■ TASK DETAILS
Every line of the material is to be transcribed verbatim, with images omitted.

■ LISTED RECORDS
______

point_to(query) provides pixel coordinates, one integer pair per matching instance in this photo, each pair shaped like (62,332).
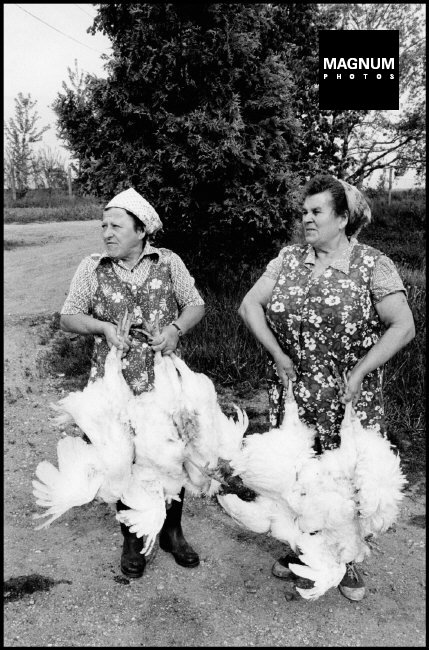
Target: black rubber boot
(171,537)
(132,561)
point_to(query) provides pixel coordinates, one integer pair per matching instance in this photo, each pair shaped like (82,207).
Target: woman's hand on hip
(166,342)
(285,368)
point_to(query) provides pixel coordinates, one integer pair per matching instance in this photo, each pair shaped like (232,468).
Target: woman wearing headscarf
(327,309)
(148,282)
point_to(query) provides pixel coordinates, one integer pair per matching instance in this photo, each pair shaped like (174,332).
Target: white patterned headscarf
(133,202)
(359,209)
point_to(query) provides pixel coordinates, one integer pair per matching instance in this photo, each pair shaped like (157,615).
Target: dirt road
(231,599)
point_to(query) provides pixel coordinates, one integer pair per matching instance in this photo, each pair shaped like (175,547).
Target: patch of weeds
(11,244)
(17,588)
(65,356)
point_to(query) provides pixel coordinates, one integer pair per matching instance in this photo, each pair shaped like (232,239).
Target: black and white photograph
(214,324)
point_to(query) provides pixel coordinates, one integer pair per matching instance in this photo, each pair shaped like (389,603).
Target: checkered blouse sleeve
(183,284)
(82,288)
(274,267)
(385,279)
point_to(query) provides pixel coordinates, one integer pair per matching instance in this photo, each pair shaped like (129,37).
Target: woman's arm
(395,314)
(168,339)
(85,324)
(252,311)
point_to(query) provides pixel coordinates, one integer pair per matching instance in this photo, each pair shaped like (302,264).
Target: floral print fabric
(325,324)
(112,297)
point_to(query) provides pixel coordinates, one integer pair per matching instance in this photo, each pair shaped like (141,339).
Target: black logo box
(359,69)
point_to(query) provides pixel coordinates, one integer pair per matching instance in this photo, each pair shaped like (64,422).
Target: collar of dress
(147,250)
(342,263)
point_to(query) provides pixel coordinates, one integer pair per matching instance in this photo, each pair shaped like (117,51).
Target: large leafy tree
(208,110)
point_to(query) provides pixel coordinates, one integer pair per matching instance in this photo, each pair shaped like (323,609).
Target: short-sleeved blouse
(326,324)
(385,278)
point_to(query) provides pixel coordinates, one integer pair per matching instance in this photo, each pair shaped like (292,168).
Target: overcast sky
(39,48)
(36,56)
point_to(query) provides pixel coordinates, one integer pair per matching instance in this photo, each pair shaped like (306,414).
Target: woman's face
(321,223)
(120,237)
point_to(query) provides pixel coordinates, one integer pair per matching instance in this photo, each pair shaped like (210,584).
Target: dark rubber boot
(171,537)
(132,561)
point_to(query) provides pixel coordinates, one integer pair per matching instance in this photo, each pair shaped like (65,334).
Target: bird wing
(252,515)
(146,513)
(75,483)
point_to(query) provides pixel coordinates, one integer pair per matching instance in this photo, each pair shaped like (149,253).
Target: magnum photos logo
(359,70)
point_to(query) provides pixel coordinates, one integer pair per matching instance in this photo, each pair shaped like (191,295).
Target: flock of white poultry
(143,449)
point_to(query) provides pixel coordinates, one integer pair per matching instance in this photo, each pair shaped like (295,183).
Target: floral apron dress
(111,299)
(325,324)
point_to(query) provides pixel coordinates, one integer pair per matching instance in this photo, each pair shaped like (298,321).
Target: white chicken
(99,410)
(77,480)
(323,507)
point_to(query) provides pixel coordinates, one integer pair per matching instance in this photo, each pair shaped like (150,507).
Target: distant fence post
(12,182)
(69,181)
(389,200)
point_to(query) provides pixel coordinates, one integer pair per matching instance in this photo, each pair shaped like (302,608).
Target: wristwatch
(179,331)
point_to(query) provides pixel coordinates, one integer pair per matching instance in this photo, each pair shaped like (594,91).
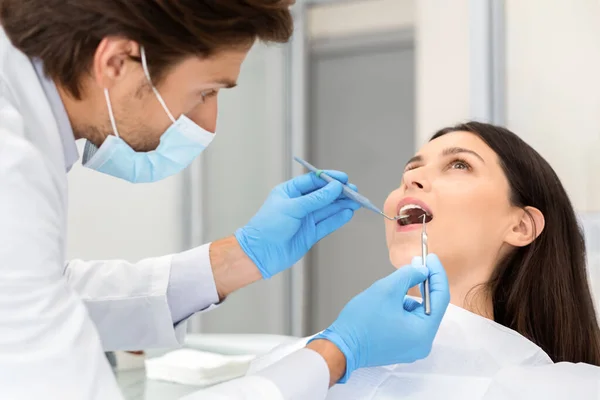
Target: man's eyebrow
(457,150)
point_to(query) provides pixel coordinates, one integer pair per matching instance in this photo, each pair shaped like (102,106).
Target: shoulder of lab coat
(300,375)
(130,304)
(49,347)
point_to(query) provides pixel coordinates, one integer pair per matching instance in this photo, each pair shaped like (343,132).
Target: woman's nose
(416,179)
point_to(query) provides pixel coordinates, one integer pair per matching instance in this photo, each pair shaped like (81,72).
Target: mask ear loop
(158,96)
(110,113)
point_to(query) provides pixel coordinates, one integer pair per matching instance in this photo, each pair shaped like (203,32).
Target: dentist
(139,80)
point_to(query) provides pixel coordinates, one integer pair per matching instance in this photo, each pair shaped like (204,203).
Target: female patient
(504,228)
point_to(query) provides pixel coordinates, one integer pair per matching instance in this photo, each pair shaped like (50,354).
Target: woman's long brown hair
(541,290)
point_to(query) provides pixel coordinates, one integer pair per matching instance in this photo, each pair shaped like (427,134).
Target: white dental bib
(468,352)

______

■ ANSWER TO THE EXERCISE
point_to(query) provides pixel coordinates, one integer pair per matching instance in this photo, each pair shaped like (62,332).
Target: black rubber boot
(171,537)
(132,561)
point_to(query) provides pixel coordinates, one integer pair per matching instance in this photo, each pair shaped like (82,207).
Target: woman's hand on hip
(166,342)
(285,368)
point_to(query) provides pixel coordinates, one integer pair per matching instance in this photo, each pair shaped like (232,468).
Target: woman wearing headscarf
(327,309)
(148,282)
point_to(query) provides pixel coordinates, one integer pair per matching instance in this photo, each pair shaped like (174,332).
Target: white patterned headscarf
(133,202)
(359,209)
point_to(query) provides pixel coordinates, one integer pair per matching instance in this photo, each pair shaped like (157,615).
Target: dirt road
(231,599)
point_to(query) provides pixel coordinates, one integer pair per matching instance in this photo, each pair shaped like (175,547).
Target: patch of weeds
(11,244)
(17,588)
(65,356)
point_to(query) provides pixel coordinates, one integer pair per matching instance in this photo, each pair shaped like (232,239).
Target: black and white photograph
(214,324)
point_to(query) provides pixel coordinates, one integer pair per matching instance in this photo, each pair shaped like (389,603).
Target: checkered blouse sleeve
(183,284)
(82,288)
(274,267)
(385,279)
point_to(query) provides pixel coordinates, one integer pair per matching instance in this photo, each pair shaped like (129,37).
Target: woman's arm
(395,314)
(168,339)
(85,324)
(252,311)
point_to(query) provides pixel coordinates, one integer pair per matching instance in this photo, each pair shaped like (302,264).
Target: floral print fabric
(325,324)
(112,297)
point_to(query) provides pixel coordinates, one integer pair per matching instance in this photo, each pair shaped like (141,339).
Target: black logo box
(359,69)
point_to(query) provides pixel coordinates, one integer pair per matching instance in this photo, each pair shaped like (64,422).
Target: collar of dress
(147,250)
(342,263)
point_to(query) provides pixel coordinates, one integer pair per matching instance in this photo, each pair shaped like (117,51).
Target: large leafy tree
(208,110)
point_to(query) provides pixel coordinates, one integer pair per matching instance in this photo, each pair shaped like (323,609).
Target: short-sleeved blouse
(326,324)
(385,278)
point_to(query) provides pixel coordinates, one integer pair per matching instance in this photo, each pair shaped like (292,168).
Target: overcast sky
(39,48)
(36,56)
point_to(query) provides pixel coordinates, one integer pair per matching instance in this photo, each pair shaped like (306,414).
Target: woman's face
(321,223)
(120,237)
point_to(query) provides pixel coordinates, one integer pair per matching instance in this photo, each pair shaped like (210,584).
Target: dark rubber boot
(171,537)
(132,561)
point_to(query) provides pixel coordinates, one integer pair per matching instance in this photo, each pair shaped like (65,334).
Target: bird wing
(252,515)
(146,513)
(75,483)
point_to(query) provides pixel coordinates, one integer pair per matching instance in this photo, each pair shaped like (149,253).
Target: magnum photos logo
(359,70)
point_to(query) provides pixel coordinates, one integer pair per matching instance in this photo, each pair shaped like (191,295).
Target: flock of white poultry
(143,449)
point_to(query) provides pixel coordinates, one integer pair per matching instance in this photo, each pair shaped like (295,183).
Target: floral apron dress
(111,299)
(325,324)
point_to(query) provides pixel coordinates, one integer pair per matching instance in this photo, each pair shaped like (298,321).
Target: white chicken
(99,410)
(77,480)
(323,507)
point_to(query) provides pixel coordinates, one integer pair per matching instance in this photo, each pair shaped like (150,507).
Target: distant fence post
(12,182)
(69,181)
(389,200)
point_to(query) provides pixel coordinates, one integer pair per matching instance in this photo, each pair shaped like (302,608).
Target: wristwatch
(179,331)
point_to(query) provides pixel coordinates, one integer pair per matching instance in this photo, each pair shaped like (594,91).
Target: man's eyebrow
(457,150)
point_to(query) provides pixel coordinates, one integer pair per matching instance in this photo, each pair shaped like (102,106).
Target: shoulder of lab coat
(300,375)
(130,304)
(49,347)
point_to(query) provides pixel coordinates, one integer pair per matching instance in this photo, each pair shaped like (343,132).
Target: woman's nose
(416,179)
point_to(query) provides pixel coordinates, one integer pair per matching instance in this photo, each pair shaped like (81,72).
Target: mask ear loop
(158,96)
(110,113)
point_to(query) provides pixel coordinates, one integer pair per matching instance in this photo, each pair shaped like (203,32).
Target: dentist
(139,80)
point_to(query) provides pixel coordinates, one integer pair per matching instance in this photo, each pair shaped like (204,203).
Target: female patient
(504,228)
point_to(query) provides pixel coordinates, one integer pair per matching instance in this photo, each pair shaped like (50,354).
Target: woman's long brown hair
(541,290)
point_to(query) provides pixel coordinates, one integer pair per matching instance in this photo, each pair shaped like (427,134).
Target: white dental bib
(468,352)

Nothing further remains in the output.